Data supplied -

/---

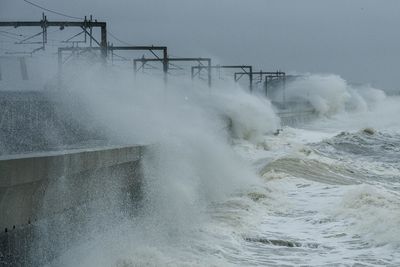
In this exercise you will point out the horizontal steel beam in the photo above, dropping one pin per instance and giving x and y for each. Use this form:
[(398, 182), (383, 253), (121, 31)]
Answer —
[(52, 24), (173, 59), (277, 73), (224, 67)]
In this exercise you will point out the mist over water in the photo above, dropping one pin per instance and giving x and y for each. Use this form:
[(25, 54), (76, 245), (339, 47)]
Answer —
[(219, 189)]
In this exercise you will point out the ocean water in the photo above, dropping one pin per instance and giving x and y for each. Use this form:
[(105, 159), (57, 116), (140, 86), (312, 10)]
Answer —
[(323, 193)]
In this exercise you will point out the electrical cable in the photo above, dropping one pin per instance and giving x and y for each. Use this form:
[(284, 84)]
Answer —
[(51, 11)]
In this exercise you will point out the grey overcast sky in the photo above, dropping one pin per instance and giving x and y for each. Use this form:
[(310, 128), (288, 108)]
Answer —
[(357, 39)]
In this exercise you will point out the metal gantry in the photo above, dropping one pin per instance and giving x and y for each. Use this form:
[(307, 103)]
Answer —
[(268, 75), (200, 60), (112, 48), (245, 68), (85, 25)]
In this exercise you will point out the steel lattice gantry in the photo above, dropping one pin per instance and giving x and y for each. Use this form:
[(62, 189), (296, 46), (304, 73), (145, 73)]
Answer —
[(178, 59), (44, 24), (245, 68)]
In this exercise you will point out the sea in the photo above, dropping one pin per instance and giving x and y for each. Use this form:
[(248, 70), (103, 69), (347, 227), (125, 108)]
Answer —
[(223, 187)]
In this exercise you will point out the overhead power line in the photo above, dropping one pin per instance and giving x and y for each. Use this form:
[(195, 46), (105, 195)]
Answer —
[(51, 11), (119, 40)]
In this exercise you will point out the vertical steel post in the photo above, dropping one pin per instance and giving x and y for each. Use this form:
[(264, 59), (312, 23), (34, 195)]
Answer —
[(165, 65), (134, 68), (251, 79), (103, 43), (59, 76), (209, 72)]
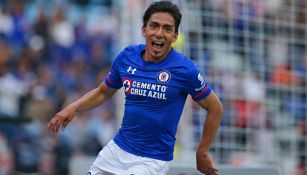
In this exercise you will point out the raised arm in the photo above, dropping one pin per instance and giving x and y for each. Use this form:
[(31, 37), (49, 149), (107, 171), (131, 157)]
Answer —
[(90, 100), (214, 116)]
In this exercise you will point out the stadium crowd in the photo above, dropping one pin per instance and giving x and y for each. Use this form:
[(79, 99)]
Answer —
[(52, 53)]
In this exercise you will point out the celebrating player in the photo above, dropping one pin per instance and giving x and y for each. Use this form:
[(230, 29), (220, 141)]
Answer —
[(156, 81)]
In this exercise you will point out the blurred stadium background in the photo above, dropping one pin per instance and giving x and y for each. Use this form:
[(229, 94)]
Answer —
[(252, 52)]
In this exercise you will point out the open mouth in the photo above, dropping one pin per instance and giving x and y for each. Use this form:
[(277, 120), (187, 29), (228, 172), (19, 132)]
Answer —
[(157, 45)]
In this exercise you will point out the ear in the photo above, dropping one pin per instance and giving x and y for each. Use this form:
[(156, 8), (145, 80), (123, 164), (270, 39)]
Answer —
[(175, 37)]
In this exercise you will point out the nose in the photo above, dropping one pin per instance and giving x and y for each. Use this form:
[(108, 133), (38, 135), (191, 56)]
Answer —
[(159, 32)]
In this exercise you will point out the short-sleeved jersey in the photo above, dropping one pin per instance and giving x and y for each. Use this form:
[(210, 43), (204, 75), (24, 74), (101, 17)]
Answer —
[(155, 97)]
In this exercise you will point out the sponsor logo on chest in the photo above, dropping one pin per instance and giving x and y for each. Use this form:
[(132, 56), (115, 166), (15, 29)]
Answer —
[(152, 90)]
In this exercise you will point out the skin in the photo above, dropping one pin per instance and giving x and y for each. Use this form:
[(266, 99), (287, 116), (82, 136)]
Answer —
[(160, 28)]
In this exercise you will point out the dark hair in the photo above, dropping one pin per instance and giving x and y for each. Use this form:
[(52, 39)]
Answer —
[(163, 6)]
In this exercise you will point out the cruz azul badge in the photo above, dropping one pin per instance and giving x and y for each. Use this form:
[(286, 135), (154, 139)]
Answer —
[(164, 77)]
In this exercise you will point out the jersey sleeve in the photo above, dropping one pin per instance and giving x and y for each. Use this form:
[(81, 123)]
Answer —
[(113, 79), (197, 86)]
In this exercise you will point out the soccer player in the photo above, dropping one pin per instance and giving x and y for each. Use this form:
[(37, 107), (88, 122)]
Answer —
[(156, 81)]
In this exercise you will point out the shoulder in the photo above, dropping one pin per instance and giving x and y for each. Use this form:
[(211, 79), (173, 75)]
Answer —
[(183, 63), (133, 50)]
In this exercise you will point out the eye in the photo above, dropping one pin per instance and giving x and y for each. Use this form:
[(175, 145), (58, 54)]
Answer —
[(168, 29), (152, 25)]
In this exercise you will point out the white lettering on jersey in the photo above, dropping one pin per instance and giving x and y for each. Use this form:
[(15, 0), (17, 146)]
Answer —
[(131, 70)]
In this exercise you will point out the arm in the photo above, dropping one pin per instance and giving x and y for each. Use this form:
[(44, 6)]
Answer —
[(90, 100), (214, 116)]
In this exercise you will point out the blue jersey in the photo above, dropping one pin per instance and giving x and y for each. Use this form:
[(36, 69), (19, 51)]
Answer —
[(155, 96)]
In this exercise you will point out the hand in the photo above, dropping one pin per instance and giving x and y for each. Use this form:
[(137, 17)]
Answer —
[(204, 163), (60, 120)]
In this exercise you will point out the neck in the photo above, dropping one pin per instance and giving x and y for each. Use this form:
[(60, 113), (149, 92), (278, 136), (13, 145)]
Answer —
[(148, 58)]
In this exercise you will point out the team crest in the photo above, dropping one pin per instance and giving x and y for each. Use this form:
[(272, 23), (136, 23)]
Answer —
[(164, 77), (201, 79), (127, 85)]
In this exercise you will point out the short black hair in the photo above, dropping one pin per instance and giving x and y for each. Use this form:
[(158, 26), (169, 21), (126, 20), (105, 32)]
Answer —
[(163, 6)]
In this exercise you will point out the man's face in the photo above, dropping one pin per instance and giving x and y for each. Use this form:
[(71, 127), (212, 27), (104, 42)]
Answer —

\---
/---

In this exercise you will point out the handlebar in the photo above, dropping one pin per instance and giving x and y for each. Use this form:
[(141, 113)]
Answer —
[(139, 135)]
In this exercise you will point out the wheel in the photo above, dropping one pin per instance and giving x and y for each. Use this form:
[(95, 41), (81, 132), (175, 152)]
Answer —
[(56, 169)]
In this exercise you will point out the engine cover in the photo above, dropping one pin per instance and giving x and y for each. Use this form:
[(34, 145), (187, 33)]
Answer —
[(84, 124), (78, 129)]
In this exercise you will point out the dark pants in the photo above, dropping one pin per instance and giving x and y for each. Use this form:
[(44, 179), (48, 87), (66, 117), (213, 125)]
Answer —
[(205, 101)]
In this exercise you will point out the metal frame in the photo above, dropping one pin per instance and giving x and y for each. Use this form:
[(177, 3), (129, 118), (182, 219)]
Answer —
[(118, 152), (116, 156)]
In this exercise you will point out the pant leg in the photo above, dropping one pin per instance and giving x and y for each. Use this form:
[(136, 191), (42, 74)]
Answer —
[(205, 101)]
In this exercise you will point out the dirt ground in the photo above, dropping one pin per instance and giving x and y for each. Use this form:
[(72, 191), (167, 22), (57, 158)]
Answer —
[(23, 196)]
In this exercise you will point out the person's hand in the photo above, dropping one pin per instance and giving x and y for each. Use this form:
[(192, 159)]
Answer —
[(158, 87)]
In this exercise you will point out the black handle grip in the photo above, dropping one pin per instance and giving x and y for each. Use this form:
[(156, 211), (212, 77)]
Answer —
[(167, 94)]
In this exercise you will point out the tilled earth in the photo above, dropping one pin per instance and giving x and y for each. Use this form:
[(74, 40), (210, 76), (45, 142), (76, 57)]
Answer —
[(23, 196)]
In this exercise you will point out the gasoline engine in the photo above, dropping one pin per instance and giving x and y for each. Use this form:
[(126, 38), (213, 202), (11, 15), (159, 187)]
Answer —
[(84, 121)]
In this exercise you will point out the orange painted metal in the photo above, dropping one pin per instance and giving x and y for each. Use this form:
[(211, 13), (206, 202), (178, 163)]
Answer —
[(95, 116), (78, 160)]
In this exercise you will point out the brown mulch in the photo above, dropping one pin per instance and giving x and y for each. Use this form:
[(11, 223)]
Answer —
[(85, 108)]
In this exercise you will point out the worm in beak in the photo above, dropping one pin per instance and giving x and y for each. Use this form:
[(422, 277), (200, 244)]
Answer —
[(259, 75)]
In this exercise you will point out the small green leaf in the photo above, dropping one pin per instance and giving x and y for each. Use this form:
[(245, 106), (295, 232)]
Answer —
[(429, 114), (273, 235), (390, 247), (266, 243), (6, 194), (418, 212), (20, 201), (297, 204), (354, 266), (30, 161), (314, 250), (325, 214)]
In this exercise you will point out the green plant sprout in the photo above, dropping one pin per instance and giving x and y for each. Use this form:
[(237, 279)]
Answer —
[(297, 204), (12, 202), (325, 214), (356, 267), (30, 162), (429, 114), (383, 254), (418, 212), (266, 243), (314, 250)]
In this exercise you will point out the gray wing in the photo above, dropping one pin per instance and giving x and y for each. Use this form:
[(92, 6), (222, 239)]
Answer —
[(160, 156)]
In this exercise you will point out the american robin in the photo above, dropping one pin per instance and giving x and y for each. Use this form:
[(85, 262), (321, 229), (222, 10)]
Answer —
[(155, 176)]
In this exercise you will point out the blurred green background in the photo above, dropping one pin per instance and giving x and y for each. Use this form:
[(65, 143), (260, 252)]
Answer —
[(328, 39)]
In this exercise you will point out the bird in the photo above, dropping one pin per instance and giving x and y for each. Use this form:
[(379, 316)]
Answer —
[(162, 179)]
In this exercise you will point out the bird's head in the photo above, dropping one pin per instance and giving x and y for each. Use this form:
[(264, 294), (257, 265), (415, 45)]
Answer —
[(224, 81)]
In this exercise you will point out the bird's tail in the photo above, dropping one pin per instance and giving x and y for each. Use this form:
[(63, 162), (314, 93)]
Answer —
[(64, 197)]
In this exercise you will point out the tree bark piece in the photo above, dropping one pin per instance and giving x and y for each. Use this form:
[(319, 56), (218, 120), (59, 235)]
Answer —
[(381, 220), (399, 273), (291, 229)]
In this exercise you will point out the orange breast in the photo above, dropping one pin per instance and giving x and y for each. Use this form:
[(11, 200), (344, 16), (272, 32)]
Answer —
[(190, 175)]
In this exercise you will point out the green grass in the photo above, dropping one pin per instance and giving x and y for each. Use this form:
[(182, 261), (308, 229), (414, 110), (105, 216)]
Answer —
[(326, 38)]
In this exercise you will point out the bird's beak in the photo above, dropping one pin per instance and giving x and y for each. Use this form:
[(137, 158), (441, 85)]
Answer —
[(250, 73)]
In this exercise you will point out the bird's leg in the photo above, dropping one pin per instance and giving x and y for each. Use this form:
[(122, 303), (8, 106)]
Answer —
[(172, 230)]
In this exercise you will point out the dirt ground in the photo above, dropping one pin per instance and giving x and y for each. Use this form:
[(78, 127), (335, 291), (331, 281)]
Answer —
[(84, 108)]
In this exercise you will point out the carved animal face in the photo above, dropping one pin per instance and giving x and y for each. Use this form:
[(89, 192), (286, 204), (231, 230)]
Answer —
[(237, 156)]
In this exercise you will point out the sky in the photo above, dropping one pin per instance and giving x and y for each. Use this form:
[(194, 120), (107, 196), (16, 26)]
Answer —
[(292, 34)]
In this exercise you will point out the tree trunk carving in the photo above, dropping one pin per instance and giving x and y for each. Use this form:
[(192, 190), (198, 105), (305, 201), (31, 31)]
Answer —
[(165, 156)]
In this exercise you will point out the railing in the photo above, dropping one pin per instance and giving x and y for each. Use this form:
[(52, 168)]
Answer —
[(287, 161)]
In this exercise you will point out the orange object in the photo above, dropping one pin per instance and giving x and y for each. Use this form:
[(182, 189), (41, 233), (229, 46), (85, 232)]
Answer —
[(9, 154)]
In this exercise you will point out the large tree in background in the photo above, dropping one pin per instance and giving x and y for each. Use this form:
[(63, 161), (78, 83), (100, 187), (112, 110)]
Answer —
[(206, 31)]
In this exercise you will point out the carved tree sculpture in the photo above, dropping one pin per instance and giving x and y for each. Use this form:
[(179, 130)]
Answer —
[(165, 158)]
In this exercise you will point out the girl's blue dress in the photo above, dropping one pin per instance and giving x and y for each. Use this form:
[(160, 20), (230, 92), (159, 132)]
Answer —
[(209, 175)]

\---

Objective -
Put the records into a Markdown table with the columns Row and Line, starting with the line with "In this exercise you will point out the green plant" and going on through the line with "[(64, 197)]". Include both of those lines, give each line its own row, and leave out blank lines.

Solution -
| Row | Line |
|---|---|
| 1 | In this exercise you will point out the green plant sprout in the photo above, dropping one pin per instance and giving x and y for each. Use this form: |
| 2 | [(237, 279)] |
| 3 | Answer — |
| 4 | [(297, 204), (12, 202), (325, 214), (356, 267), (30, 162), (429, 114), (383, 254), (418, 212), (266, 243), (314, 250)] |
| 5 | In this exercise you will point out the gray wing in the photo above, dropping one pin per instance and giving x and y for each. Use this form: |
| 6 | [(92, 6), (222, 239)] |
| 7 | Answer — |
| 8 | [(160, 156)] |
| 9 | In this exercise you will point out the american robin in the photo above, dropping one pin per instance and giving x and y for each. Use this form: |
| 10 | [(85, 262), (321, 229), (222, 10)] |
| 11 | Answer — |
| 12 | [(155, 176)] |
| 13 | In this exercise you will point out the blurred green background in the photo above, dropping one pin per instance and giving x and y for each. Use this form: |
| 14 | [(65, 143), (260, 252)] |
| 15 | Answer — |
| 16 | [(328, 39)] |
| 17 | In this exercise you will point out the bird in the photo above, dropping one pin per instance and giving x and y for each. Use this form: |
| 18 | [(379, 316)] |
| 19 | Answer — |
| 20 | [(162, 179)] |
| 21 | In this exercise you will point out the bird's head in the photo above, dropping one pin per instance and giving x and y for each. Use this form: |
| 22 | [(264, 294), (257, 265), (415, 45)] |
| 23 | Answer — |
| 24 | [(224, 81)] |
| 25 | In this exercise you will point out the bird's tail in the photo above, dropping one pin per instance and giving x and y for each. Use this form: |
| 26 | [(63, 162), (314, 93)] |
| 27 | Answer — |
| 28 | [(64, 197)] |